## Entries provided
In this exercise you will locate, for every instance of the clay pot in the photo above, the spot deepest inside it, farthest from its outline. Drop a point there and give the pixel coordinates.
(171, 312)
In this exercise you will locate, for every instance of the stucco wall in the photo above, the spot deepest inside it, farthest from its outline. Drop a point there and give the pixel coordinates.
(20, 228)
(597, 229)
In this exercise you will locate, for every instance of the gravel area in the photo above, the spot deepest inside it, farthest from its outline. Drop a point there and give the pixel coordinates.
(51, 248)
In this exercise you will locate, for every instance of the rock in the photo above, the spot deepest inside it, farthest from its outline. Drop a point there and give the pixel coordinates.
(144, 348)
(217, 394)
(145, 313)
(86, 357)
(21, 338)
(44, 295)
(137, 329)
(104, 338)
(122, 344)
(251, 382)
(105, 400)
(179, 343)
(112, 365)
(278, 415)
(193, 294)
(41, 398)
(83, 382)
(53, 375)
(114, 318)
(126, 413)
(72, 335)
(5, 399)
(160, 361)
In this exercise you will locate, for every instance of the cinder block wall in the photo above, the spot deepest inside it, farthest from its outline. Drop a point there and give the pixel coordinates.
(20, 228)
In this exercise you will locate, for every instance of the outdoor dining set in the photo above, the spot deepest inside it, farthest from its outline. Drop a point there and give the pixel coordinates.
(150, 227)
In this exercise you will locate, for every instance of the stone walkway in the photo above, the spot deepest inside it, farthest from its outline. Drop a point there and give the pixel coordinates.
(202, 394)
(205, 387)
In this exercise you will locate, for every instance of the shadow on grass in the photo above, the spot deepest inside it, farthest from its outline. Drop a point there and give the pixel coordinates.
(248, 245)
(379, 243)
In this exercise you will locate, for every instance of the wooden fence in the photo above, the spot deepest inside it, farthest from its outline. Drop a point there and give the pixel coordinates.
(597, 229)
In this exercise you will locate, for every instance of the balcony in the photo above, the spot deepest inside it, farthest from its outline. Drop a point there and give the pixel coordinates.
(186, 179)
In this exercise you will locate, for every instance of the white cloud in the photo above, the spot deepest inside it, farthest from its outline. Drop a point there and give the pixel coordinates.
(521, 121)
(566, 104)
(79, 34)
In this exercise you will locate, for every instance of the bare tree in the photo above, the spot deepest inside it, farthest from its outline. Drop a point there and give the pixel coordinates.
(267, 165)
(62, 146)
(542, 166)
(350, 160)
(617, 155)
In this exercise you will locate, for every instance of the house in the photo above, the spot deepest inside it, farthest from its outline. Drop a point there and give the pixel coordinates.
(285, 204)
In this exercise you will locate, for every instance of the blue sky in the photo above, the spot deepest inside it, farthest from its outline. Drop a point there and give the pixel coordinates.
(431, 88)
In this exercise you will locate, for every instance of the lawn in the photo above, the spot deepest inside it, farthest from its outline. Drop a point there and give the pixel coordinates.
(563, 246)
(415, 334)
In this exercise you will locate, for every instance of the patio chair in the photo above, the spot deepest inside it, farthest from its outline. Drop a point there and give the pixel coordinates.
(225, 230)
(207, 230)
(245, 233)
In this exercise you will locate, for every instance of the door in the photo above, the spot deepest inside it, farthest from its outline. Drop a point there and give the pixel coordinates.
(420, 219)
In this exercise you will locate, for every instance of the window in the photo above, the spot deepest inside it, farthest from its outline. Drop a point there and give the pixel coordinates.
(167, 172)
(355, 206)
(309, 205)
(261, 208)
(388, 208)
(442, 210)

--

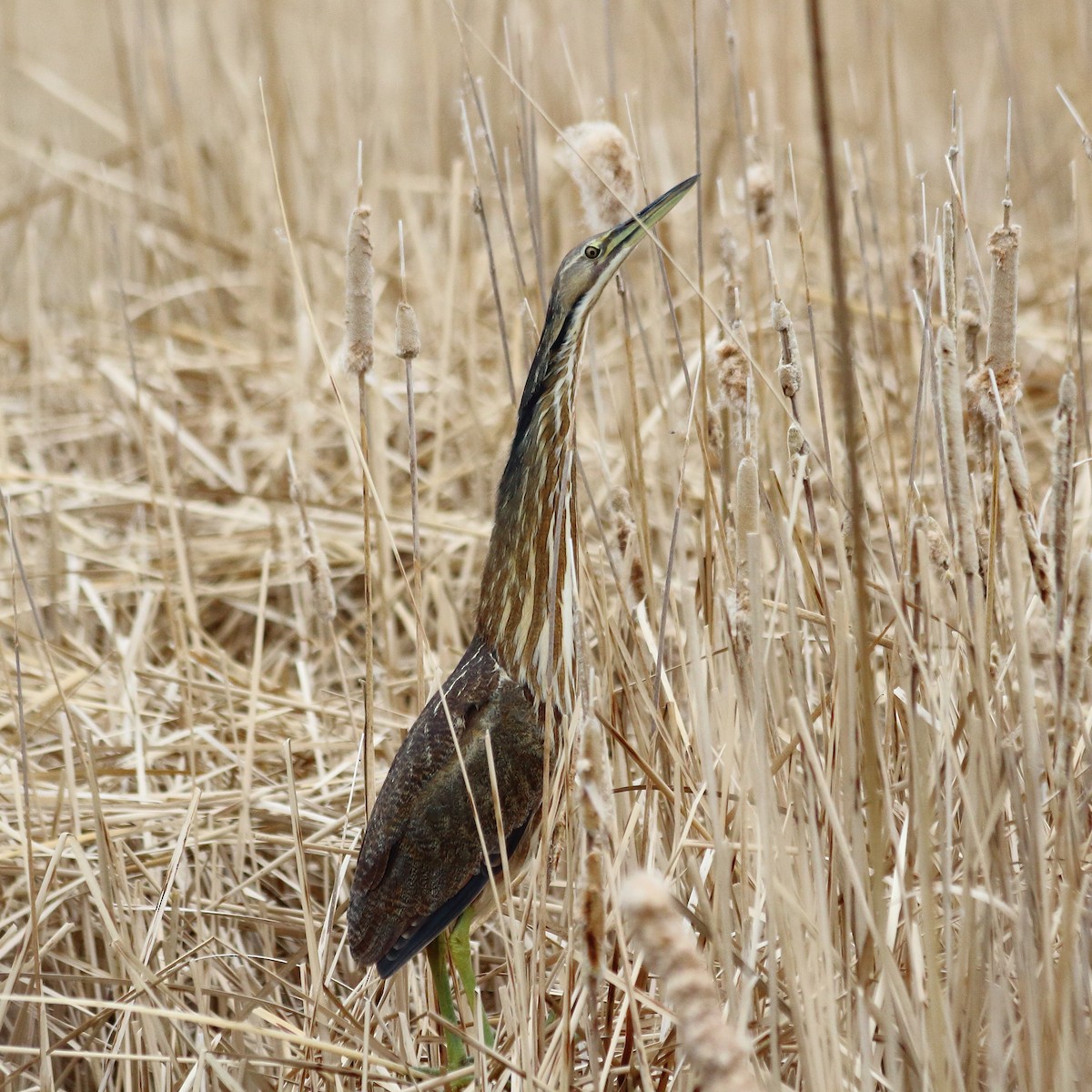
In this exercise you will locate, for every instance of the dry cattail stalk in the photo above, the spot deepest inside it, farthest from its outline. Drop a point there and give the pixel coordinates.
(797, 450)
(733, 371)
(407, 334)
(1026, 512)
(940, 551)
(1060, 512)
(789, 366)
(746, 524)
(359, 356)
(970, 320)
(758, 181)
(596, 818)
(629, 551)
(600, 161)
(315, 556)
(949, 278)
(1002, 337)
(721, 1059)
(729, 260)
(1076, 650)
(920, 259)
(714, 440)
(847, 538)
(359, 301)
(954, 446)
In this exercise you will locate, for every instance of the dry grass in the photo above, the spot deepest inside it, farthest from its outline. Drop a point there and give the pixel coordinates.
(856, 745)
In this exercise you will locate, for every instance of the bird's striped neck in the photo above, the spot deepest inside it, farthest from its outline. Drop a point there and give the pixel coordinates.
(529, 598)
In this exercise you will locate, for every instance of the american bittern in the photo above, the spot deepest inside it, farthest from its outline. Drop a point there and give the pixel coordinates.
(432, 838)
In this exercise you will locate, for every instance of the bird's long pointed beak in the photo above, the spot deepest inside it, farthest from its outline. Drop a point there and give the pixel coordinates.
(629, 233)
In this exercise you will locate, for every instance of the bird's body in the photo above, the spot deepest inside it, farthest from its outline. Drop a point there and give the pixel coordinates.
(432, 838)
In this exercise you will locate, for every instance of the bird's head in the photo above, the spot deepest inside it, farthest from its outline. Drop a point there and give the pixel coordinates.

## What you should do
Retype, in the same exact form, the lines of the material above from the line holding "the bird's long" through the line holding "the bird's head".

## Result of the exercise
In this exercise you will locate, for every instance of the bird's long pointed beak in the photo above, the spot deepest inside it, farthest from its outline. Drop a point there and give the pixel coordinates.
(629, 233)
In this exercise you will locate, for every instance of the bird's body in the photo above, the spot deepest inside it, farthest from its outline. Drop a point there and give the pixel coordinates.
(432, 838)
In this exercise you will locate, for every instance of the bird's head in the photo above, the spot deepest inside it, farthest from its outline. Drop a point there and give the pixel coordinates.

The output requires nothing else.